PROVIDED TEXT:
- Poster
- Directed by: K. Selva Bharathy
- Written by: K. Selva Bharathy
- Produced by: Thiruvengadam
- Starring: Prashanth Preeti Jhangiani
- Cinematography: Vijay Milton
- Edited by: B. S. Vasu Saleem
- Music by: Deva
- Production company: Serene Movie Makers
- Release date: 7 November 1999;
- Running time: 158 minutes
- Country: India
- Language: Tamil

= Hello (1999 film) =

Hello is a 1999 Indian Tamil-language romantic drama film directed and written by K. Selva Bharathy. The film stars Prashanth and Preeti Jhangiani. It was released on 7 November 1999.

== Plot ==
Chandru works in a flower shop. He tries to woo girls and enter into a relationship, but it does not materialise. His friends tease him for being unable to find a girlfriend. Chandru has a plan to prevent them making fun of him. He requests his close friend Gayathri to come to the temple along with some of her friends so he would introduce her as his girlfriend to his friends. Chandru takes his friends with him to temple with plans of introducing Gayatri's friend as his lover. Unfortunately, Gayatri does not turn up that day, and Chandru simply points out a girl among the crowd in the temple as his lover to his friends. Chandru pretends as if he is talking frequently over phone to his lover so that his friends would believe him.

Suresh is Charle's friend who comes to Chennai to visit a girl for marriage proposal. He is introduced to Chandru, and they become good friends. Chandru's friends accompany Suresh while he goes to meet the girl, whose name is Swetha and inform Suresh that Swetha is in love with Chandru. Suresh feels bad that he has come to meet his friend's lover. All three leave the place without informing them. Suresh apologises to Chandru for the incident that happened, which shocks him. Meanwhile, Swetha's brother Sekhar gets furious, meets Charle, and asks for the reason for them to stop the marriage proposal. Charle reveals that Chandru and Swetha are in love. Shekar scolds Swetha, even though she tries to prove her innocence. She feels bad that no one in her family trusts her.

Swetha consumes poison and is admitted in the hospital. Also, Shekar beats up Chandru's friends, and they are admitted in the same hospital. Chandru comes to the hospital to meet his friends and is surprised to know that Gayatri and Swetha are good friends. Gayatri tells about Swetha consuming poison, which makes Chandru feels guilty that he is responsible for all the fiascos at Swetha's house. With Gayatri's help, Chandru gets introduced to Swetha but does not disclose the truth to her. Slowly, Swetha and Chandru become good friends. Chandru also earns the trust of Swetha's family members. Gayatri gets to know that Swetha loves Chandru, and she informs him about this. Swetha's family also likes Chandru, and they decide to get them married. One day, Suresh comes to wish Chandru, knowing about his marriage. Swetha's family members get shocked seeing Chandru and Suresh together. Finally, Chandru reveals the truth, apologises, and clarifies that his intention is not to cheat Swetha. Swetha's family members get convinced, and Chandru and Swetha unite.

TASK TO CARRY OUT:
Answer these questions about the Hello film article:
(a) Who composed the music for the film?
(b) Where does Chandru work?
(c) What is the film's running time?
The rows that follow have no connection to the Hello film article.

SUPPLIED ENTRIES:
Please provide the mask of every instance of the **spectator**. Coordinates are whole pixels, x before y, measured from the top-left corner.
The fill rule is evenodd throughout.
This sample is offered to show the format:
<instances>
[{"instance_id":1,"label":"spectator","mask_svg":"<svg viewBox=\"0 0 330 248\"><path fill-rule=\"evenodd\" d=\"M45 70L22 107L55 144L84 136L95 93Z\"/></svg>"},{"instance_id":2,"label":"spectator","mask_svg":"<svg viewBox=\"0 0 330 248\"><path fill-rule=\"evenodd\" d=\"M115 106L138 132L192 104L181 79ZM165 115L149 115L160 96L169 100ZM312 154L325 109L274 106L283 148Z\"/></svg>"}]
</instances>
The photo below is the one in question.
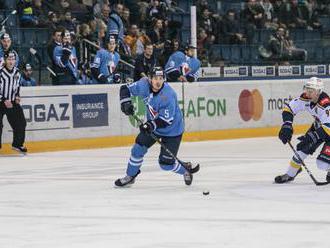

YOUR SOLUTION:
(a) Deva
(b) In a flower shop
(c) 158 minutes